> _Consigne écrite A_
Dans la liste ci-dessous, commencez à la ligne qui contient « Indicate each instance of the grey » et arrêtez-vous après celle qui contient « [(223, 511)] ». Recopiez ces lignes, consignes comprises, en décalant de 71 chaque coordonnée figurant dans les réponses, et ne rendez que ces lignes.

=======

Le Narcisse du Caravage avec son... genou, 1597-99

Le Narcisse du Caravage avec son... genou, 1597-99

Détail de la conversion de Marie-Madeleine du Caravage, 1598

Détail de la conversion de Marie-Madeleine du Caravage, 1598

Finalement l’image d’une chose, tout aussi bien que la nôtre, existe en dehors du monde matériel. N’est-ce pas le vrai dehors absolu du monde. Un monde imaginaire où… notre imagination se laisse aller sans frein et sans fin. C’est Alice au pays des… cartes à jouer ! Ou encore le monde hanté des revenants… sans oublier la scène de tous nos fantasmes ! L’image n’est pas un objet… et la liberté des opérations imageantes semble infinie !

 

L’invention du dessin et de la peinture ne viendrait-elle pas selon Pline l’ancien… d’un premier contour tracé à l’entour d’une ombre. Selon la légende la fille du potier Dibutades, triste et angoissée à l’idée de voir son amant partir à la guerre, détoura son ombre au charbon de bois. Ah ! Il n’est d’amour que pour ce qui d’une manière ou d’une autre se dérobe. Anticipant l’absence de son amant elle idéalise et érotise son image... elle détourne ce qui n’est qu’un vide, une tache aveugle… pour mettre au monde le fantôme que le contour révèle en son sein. L’ombre projetée n’est peut-être qu’un reflet trompeur mais on y reconnait comme la marque sublimée de l’absent. On ne s’étendra pas sur la suite de l’histoire… comme il ne lui restait plus rien que le contour d’un corps, son père lui donna un semblant de consistance en le coulant dans l’argile et en… l’érigeant. Cette image qui se dresse devant les yeux n’est-elle pas aussi cette fameuse imago, l’image du mort, que les romains trimballaient lors des cortèges funéraires avant de… la remiser au placard.

=======

> _Consigne écrite B_
Recopiez à l'identique le passage de l'extrait qui commence aux mots « Finalement l’image d’une » et s'arrête après « imageantes semble infinie ! ».

> _Données à traiter_
=======

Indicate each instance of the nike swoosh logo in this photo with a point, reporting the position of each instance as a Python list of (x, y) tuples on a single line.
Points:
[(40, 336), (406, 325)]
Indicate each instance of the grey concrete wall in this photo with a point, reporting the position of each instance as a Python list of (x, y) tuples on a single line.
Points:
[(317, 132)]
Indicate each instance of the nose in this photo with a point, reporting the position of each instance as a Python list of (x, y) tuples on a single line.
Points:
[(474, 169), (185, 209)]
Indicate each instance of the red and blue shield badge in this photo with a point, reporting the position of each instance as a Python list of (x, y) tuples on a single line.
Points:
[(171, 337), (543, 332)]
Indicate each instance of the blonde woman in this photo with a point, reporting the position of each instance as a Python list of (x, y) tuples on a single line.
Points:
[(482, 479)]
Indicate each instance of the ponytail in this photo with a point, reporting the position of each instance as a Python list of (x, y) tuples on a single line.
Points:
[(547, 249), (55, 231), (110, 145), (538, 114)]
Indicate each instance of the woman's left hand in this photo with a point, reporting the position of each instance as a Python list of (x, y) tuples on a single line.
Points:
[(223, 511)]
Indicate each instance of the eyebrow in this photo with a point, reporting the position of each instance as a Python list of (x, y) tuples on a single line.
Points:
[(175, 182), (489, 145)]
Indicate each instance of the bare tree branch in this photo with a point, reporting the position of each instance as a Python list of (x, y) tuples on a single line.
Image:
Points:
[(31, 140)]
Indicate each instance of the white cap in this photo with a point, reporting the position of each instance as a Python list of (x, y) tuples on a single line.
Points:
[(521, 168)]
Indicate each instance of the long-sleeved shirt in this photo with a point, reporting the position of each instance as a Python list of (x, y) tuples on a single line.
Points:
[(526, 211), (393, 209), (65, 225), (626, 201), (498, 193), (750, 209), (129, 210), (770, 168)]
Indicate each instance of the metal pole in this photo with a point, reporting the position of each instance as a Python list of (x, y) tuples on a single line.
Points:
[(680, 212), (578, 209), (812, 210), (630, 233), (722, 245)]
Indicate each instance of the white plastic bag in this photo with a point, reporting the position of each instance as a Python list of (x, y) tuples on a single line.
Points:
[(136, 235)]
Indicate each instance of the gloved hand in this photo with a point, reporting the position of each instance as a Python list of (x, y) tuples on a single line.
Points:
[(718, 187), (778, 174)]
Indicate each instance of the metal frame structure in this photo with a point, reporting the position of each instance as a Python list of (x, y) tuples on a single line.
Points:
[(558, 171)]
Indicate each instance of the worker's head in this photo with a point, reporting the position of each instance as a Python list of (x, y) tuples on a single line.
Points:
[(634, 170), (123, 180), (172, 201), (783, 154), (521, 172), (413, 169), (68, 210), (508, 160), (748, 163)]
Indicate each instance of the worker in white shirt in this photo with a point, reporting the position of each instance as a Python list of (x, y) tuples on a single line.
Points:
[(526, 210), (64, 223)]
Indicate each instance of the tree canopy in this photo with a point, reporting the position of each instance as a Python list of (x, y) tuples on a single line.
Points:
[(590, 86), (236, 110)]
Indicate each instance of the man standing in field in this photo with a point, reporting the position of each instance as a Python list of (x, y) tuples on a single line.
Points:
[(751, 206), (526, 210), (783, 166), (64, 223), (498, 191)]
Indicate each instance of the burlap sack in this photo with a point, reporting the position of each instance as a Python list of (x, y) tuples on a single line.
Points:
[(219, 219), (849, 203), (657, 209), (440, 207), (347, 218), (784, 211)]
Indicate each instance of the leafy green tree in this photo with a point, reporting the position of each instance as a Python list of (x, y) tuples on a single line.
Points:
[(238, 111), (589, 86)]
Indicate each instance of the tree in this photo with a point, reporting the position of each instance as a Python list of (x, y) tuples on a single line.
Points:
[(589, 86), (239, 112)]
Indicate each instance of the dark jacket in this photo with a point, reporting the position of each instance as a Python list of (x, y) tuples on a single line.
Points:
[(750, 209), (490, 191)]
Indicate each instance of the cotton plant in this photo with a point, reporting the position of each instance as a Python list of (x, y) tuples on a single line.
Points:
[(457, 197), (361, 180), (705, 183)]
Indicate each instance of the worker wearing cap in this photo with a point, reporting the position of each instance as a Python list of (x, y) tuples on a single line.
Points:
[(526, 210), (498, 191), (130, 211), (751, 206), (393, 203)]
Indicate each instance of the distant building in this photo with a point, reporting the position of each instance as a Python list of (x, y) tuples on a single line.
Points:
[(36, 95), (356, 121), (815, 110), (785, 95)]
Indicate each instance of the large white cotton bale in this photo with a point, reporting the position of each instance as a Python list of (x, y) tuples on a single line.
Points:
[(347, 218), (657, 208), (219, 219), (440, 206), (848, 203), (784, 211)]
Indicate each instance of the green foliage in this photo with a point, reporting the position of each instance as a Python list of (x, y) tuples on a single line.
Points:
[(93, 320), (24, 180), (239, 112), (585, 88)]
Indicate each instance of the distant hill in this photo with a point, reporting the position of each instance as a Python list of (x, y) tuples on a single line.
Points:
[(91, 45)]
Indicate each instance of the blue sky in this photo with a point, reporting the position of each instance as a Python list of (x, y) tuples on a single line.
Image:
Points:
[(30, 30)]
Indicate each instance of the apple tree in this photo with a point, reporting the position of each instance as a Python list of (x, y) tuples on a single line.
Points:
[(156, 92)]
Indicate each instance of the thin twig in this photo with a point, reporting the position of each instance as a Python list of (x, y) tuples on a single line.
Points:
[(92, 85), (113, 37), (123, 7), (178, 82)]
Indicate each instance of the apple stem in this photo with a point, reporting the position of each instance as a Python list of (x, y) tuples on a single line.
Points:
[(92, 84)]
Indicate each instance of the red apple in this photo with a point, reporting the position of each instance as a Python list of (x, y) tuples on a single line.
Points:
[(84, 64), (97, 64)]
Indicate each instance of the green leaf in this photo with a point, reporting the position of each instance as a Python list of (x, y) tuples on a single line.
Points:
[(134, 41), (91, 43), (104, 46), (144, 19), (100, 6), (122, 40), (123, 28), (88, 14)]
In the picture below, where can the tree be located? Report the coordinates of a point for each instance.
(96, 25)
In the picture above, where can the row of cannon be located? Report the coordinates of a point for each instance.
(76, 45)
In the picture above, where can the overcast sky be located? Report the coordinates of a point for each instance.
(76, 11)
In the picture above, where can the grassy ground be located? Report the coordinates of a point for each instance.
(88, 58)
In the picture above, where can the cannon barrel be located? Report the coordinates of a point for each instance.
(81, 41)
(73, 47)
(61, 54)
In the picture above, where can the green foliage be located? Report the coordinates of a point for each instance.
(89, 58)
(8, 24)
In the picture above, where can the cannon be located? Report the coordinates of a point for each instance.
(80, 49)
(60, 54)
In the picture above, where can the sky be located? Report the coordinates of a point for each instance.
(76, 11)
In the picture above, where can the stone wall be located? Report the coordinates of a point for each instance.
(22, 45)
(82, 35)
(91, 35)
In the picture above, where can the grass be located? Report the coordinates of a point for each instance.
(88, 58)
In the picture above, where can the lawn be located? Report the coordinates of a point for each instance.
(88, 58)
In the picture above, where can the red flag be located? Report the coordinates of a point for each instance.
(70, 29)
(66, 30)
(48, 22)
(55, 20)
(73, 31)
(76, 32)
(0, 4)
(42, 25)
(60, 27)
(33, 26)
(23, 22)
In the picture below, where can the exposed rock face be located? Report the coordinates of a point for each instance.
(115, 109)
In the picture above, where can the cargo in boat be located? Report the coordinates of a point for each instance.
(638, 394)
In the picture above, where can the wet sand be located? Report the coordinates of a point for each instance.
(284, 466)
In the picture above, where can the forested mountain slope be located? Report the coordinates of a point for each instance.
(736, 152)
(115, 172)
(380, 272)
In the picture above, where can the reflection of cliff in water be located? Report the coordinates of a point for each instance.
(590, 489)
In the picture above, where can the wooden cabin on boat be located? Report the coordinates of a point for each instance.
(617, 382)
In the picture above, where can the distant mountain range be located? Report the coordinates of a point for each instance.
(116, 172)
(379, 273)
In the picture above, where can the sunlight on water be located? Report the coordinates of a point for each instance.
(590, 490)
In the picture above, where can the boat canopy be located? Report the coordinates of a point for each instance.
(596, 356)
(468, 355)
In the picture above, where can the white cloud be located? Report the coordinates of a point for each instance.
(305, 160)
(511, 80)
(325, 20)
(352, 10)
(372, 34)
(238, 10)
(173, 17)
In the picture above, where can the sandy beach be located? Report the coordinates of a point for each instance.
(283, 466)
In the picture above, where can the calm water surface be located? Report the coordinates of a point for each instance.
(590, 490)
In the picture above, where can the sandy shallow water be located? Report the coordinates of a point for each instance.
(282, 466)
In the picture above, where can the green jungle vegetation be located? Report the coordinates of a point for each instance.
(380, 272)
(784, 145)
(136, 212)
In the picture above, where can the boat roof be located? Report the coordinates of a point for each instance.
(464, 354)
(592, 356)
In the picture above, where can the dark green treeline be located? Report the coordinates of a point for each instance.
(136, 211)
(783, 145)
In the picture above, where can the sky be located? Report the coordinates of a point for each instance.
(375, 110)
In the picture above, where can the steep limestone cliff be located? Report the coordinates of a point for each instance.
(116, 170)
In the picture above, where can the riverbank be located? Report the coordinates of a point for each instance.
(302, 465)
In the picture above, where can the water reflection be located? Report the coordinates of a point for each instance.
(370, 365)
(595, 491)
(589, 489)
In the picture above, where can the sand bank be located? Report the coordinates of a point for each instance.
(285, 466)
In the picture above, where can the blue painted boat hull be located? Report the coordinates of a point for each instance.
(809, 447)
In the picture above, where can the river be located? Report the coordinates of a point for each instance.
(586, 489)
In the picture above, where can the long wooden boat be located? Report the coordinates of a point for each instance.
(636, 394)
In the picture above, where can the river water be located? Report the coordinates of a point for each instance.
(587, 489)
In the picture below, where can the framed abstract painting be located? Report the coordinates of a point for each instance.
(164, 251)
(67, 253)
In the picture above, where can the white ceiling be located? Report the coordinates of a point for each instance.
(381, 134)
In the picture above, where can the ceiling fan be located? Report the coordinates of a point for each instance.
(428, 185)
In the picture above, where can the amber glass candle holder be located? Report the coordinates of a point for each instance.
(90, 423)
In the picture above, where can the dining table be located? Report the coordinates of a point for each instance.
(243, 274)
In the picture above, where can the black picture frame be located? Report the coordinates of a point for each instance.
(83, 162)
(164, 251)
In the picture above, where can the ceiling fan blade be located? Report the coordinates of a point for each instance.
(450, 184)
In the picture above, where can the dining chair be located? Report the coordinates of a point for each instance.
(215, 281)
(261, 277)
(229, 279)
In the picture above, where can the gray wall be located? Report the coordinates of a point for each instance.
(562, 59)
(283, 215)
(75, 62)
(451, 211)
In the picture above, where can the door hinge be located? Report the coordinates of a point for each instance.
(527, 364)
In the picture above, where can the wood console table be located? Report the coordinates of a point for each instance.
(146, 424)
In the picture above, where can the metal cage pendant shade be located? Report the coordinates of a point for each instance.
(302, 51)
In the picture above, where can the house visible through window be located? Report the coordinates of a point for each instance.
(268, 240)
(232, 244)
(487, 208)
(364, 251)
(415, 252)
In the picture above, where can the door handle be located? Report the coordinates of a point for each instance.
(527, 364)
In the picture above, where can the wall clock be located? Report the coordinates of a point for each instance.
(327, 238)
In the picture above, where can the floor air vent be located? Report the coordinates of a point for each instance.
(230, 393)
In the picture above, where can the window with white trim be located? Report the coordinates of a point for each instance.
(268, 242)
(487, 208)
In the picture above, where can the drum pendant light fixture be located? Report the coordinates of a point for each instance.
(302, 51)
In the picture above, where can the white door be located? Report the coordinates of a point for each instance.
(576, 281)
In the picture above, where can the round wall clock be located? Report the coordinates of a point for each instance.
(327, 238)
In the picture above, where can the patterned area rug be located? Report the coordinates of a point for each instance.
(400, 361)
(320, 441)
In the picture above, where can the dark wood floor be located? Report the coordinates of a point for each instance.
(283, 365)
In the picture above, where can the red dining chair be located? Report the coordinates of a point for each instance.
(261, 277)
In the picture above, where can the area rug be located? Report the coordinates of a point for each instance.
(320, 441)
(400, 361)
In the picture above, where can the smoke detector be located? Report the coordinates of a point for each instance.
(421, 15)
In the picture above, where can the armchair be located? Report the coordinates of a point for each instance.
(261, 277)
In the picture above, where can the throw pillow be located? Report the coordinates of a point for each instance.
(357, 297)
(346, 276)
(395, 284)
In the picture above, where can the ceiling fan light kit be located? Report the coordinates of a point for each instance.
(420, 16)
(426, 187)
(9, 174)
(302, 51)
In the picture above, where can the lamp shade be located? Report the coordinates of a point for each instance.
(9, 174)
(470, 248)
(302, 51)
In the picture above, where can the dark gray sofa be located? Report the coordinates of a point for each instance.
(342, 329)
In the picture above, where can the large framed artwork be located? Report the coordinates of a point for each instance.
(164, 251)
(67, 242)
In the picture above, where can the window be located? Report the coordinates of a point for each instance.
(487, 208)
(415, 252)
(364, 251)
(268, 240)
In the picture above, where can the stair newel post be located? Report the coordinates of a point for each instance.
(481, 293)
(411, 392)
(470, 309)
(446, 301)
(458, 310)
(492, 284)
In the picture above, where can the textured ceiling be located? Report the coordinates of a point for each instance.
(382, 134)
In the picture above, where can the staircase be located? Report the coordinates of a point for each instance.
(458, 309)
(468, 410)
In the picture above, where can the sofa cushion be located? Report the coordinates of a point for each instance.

=======

> _Solution de l'exercice A_
Indicate each instance of the grey concrete wall in this photo with a point, reporting the position of each instance as a Python list of (x, y) tuples on a single line.
Points:
[(388, 203)]
Indicate each instance of the nose in this photo with a point, reporting the position of each instance as a Python list of (x, y) tuples on a single line.
Points:
[(545, 240), (256, 280)]
Indicate each instance of the red and blue shield badge in this photo with a point, reporting the position of each instance as a Python list of (x, y) tuples on a single line.
Points:
[(242, 408), (614, 403)]
Indicate each instance of the blonde woman in this photo with a point, reporting the position of each instance as a Python list of (x, y) tuples on a single line.
Points:
[(553, 550)]
Indicate each instance of the ponytail in this photo with a point, reporting the position of each instance as a Python list of (x, y) tuples on a single line.
Points:
[(618, 320), (126, 302), (181, 216), (609, 185)]
Indicate each instance of the woman's left hand in this photo with a point, reporting the position of each instance as a Python list of (x, y) tuples on a single line.
Points:
[(294, 582)]

> _Solution de l'exercice B_
Finalement l’image d’une chose, tout aussi bien que la nôtre, existe en dehors du monde matériel. N’est-ce pas le vrai dehors absolu du monde. Un monde imaginaire où… notre imagination se laisse aller sans frein et sans fin. C’est Alice au pays des… cartes à jouer ! Ou encore le monde hanté des revenants… sans oublier la scène de tous nos fantasmes ! L’image n’est pas un objet… et la liberté des opérations imageantes semble infinie !